WHAT IS BEING ASKED. Output the lines of the listing from the one holding "Task: confirm every instance of the closed" through the end of the listing, inclusive, as a Markdown table with a Row column for the row number and a Line column for the line. Skip blank lines and leave the pictures out.

━━━━━ DATASET ENTRIES ━━━━━

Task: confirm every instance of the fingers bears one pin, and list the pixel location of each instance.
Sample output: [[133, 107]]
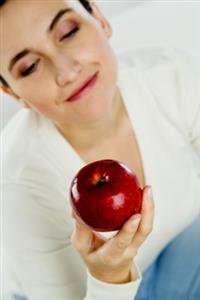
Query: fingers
[[118, 244], [147, 214]]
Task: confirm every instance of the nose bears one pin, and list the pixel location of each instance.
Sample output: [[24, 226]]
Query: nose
[[67, 71]]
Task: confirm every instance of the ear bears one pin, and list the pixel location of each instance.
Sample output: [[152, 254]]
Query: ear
[[8, 91], [97, 14]]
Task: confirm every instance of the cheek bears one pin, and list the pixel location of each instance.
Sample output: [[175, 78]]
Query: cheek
[[38, 95]]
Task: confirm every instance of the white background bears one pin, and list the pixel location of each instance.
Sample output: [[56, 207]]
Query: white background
[[168, 22]]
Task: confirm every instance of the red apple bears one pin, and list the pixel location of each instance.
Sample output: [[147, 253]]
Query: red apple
[[104, 194]]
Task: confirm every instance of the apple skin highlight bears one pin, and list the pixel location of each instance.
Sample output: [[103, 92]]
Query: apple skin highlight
[[104, 194]]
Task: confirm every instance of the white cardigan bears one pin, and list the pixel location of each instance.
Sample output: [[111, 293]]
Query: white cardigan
[[161, 90]]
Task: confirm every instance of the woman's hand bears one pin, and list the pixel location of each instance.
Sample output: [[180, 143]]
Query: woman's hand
[[111, 260]]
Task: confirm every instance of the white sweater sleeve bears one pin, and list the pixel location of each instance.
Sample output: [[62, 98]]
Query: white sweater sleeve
[[99, 290], [36, 237]]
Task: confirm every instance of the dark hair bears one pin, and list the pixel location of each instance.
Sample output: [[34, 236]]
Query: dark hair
[[85, 4]]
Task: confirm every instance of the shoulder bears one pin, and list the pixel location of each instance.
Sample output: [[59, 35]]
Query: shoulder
[[171, 78], [17, 139]]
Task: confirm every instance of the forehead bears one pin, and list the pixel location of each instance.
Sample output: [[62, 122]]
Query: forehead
[[25, 22]]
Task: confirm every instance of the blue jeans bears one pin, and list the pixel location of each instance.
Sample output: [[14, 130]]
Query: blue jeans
[[175, 274]]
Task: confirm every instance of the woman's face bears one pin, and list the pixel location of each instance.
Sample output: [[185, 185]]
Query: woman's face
[[55, 65]]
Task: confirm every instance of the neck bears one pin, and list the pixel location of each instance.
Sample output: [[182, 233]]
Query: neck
[[86, 137]]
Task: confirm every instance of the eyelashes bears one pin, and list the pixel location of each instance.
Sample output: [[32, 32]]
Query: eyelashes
[[71, 33], [32, 68]]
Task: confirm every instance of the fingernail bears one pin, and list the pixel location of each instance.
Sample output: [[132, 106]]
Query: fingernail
[[149, 192], [135, 221]]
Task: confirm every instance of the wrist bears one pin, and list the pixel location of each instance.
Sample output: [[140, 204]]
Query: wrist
[[115, 277]]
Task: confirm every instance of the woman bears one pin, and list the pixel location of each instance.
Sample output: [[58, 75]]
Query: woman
[[51, 48]]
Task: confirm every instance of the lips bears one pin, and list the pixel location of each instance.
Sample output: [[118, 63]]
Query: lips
[[85, 86]]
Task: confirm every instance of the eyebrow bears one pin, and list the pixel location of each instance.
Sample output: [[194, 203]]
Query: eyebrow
[[26, 51]]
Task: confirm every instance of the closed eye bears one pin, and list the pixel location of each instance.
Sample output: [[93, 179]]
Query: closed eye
[[70, 33], [32, 68]]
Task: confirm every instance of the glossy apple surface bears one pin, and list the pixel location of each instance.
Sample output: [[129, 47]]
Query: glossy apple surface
[[104, 194]]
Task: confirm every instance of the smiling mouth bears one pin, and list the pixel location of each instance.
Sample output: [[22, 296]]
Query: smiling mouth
[[86, 87]]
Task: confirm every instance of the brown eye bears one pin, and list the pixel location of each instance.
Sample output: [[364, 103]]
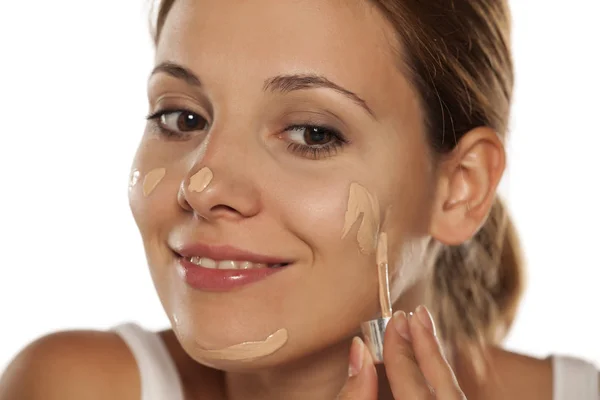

━━━━━

EXERCISE ANSWER.
| Row | Line |
|---|---|
| 1 | Task: confirm every instance of the closed eye bears one pin, and list the pixel location of each instance. |
| 2 | Sample output: [[93, 179]] |
| 3 | Query: closed eye |
| 4 | [[70, 33], [32, 68]] |
| 5 | Task: confirm every instance of the glossy apple surface bears one pin, and list the pixel location of each instance. |
| 6 | Sample output: [[129, 47]] |
| 7 | Query: glossy apple surface |
| 8 | [[104, 194]] |
| 9 | Task: confirm every instance of the smiling mouth bears one pin, and list the pixel location of each instance. |
| 10 | Sample output: [[22, 296]] |
| 11 | Query: smiling mouth |
| 12 | [[86, 87]] |
| 13 | Task: confirm every instance of the brown eye bears one pin, and list the pixel location of each instance. |
| 14 | Sample output: [[364, 103]] |